## [WORK ORDER 1]
In the staffing newsletter, why would consolidated billing appeal to facilities that work with many staffing agencies? Answer in one to three sentences.
## [WORK ORDER 2]
According to the staffing newsletter, how many physicians did the national study on clinical-practice exits analyze?
## [WORK ORDER 3]
Continue the staffing newsletter from where it stops.
[PASSAGE — start]
Why You Should Demand Consolidated Billing From Your Locum Tenens VMS
March 31, 2026 | Locumsmart
Managing multiple agency relationships often means handling dozens, or even hundreds, of invoices each month. Reviewing those charges for accuracy and pushing payments through can consume significant staff time and resources. Consolidated billing is presented as a way to combine myriad staffing company invoices into one streamlined payment process through a locum-focused VMS.
Billing efficiency can influence broader staffing relationships. Hospitals and other facilities that simplify payment workflows may reduce administrative drag and make it easier to scale coverage as demand changes. Faster, cleaner invoicing can also mean fewer disputes, fewer payment delays, and stronger long-term agency partnerships.
Making the Rounds
Doctor Drain: Women Physicians Are Bailing Out of Healthcare
April 13, 2026 | Medical Economics
A large national study finds female physicians are leaving clinical practice at higher rates and at younger ages than their male counterparts. The analysis, based on more than 700,000 physicians, shows women are 43% more likely to exit and do so a median of 15 years earlier, with the gap most pronounced in psychiatry and primary care. That trend compounds an already tightening physician supply, particularly in specialties and settings that rely on long-tenured clinicians.
Earlier attrition translates into longer vacancy cycles and greater pressure on coverage models for healthcare employers. Retention strategies tied to workload, compensation structure, and schedule control may become more central as organizations look to stabilize their workforce. Staffing firms may see sustained demand tied to these exits, especially in specialties where the gap is widest and replacement timelines are already stretched.
[PASSAGE — finish]
[PROVIDED DATA — start]
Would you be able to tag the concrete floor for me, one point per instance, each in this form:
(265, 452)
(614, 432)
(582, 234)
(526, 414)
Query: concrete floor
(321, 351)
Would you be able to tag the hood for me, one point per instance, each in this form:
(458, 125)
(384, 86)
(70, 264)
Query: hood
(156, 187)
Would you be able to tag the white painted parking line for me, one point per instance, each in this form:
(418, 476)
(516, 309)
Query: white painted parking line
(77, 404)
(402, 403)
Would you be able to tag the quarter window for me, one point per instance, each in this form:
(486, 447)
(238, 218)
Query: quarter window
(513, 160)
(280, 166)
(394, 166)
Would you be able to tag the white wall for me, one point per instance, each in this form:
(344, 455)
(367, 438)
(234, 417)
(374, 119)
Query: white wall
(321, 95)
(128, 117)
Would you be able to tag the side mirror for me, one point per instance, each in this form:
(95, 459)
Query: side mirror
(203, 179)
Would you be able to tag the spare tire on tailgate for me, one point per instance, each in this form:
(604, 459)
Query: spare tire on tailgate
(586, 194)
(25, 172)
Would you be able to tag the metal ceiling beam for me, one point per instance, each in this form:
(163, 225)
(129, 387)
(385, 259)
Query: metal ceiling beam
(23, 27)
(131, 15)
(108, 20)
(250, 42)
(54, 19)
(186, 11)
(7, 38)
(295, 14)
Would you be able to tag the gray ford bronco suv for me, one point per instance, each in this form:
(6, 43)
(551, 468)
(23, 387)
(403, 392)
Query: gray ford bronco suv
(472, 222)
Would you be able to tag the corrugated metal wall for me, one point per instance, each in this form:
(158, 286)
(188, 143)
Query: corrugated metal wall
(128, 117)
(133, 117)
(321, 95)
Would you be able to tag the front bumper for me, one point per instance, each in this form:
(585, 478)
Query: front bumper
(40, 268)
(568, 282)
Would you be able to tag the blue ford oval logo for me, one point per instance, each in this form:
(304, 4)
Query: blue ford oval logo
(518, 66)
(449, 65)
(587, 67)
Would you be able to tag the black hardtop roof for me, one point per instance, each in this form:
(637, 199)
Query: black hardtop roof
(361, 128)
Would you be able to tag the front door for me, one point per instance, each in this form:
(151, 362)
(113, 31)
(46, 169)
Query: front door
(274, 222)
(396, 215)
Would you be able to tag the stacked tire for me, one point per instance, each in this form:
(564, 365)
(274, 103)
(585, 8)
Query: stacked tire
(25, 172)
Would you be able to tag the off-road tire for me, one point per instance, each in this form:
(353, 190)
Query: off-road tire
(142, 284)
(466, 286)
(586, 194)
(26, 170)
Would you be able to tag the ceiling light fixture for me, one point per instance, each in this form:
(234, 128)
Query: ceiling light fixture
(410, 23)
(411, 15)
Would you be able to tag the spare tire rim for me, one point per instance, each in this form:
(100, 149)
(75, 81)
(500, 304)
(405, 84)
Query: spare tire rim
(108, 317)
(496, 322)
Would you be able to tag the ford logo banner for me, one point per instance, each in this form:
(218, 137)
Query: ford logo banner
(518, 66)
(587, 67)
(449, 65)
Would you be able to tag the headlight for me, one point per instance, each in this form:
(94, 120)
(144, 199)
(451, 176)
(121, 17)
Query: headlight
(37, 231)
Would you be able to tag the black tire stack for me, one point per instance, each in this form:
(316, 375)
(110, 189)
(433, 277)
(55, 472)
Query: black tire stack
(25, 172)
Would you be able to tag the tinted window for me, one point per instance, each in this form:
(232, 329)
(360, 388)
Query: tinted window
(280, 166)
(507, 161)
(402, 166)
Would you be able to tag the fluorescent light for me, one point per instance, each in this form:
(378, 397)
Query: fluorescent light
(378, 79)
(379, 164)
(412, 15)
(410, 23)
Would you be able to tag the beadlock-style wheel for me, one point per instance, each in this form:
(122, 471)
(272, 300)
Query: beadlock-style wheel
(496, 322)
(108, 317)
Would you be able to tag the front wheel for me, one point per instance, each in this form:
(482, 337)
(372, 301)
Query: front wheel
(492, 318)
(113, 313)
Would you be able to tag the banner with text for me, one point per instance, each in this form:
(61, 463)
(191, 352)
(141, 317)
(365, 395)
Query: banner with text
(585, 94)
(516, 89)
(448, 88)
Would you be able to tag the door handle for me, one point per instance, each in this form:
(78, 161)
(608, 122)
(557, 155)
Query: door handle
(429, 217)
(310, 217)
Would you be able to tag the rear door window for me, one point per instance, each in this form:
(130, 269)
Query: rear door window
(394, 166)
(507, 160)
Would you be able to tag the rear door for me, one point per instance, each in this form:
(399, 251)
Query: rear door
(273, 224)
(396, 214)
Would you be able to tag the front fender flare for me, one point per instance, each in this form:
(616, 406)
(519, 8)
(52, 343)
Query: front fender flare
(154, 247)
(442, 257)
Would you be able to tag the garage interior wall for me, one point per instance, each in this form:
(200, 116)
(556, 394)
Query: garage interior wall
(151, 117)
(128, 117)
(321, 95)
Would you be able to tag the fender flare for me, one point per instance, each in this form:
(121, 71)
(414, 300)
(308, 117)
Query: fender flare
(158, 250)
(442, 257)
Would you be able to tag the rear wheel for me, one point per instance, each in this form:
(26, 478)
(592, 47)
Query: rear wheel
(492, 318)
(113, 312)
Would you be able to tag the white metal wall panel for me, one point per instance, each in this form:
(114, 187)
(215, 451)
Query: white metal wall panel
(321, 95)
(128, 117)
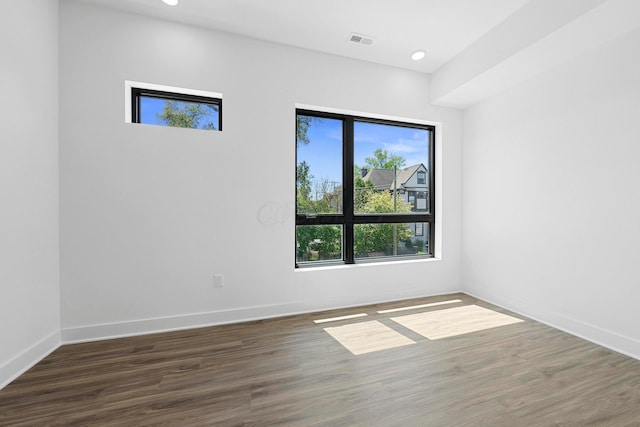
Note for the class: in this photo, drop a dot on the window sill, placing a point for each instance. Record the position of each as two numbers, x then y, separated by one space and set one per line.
364 264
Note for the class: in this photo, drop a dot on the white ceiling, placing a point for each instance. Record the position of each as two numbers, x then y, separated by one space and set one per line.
443 28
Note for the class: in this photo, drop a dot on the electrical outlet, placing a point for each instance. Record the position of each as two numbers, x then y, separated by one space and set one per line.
218 280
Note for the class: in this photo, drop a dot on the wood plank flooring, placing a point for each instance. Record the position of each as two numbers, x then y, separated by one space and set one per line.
292 372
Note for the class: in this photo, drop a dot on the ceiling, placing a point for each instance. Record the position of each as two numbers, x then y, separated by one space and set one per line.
443 28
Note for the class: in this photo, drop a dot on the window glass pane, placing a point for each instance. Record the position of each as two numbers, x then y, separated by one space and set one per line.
390 171
389 240
318 243
319 165
186 114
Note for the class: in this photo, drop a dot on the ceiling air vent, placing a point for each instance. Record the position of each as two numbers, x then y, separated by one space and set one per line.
361 39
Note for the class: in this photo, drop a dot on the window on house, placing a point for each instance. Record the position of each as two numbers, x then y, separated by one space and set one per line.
364 189
164 108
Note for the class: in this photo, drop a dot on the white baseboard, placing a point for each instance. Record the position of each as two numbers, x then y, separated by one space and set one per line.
197 320
611 340
15 367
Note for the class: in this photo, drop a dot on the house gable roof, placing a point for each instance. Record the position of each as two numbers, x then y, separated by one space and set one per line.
382 179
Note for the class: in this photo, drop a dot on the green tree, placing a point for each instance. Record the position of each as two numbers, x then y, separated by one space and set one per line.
303 188
318 242
302 129
372 239
189 115
382 159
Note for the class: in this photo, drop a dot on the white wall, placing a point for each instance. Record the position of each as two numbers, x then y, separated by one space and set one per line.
551 208
29 275
150 214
[PROVIDED DATA — finish]
## [EXERCISE RESPONSE 1]
These facilities often handle dozens or even hundreds of invoices each month. Checking those charges for accuracy and pushing payments through can take significant staff time and resources. Consolidated billing combines the invoices into one streamlined payment process through a locum-focused VMS.

## [EXERCISE RESPONSE 2]
More than 700,000 physicians.

## [EXERCISE RESPONSE 3]
Health Systems Should Prepare Now for Increasing Enforcement Around AI Use
April 13, 2026 | Healthcare IT News
Regulatory scrutiny around AI in healthcare is expected to grow through existing oversight channels rather than a new AI-specific agency. Attention is likely to center on governance, documentation, and accountability as AI becomes more common in coding, utilization management, clinical decision support, and reimbursement decisions. If automated tools influence payment or medical necessity, organizations may be expected to explain how those decisions are made and who oversees them.
That risk extends into staffing and operational workflows where scheduling, documentation, and revenue cycle tools increasingly shape clinician deployment. Temporary and permanent providers alike may need clearer training, guardrails, and escalation paths when AI-enabled systems are involved. Facilities and staffing firms that understand accountability early may be better positioned as adoption expands.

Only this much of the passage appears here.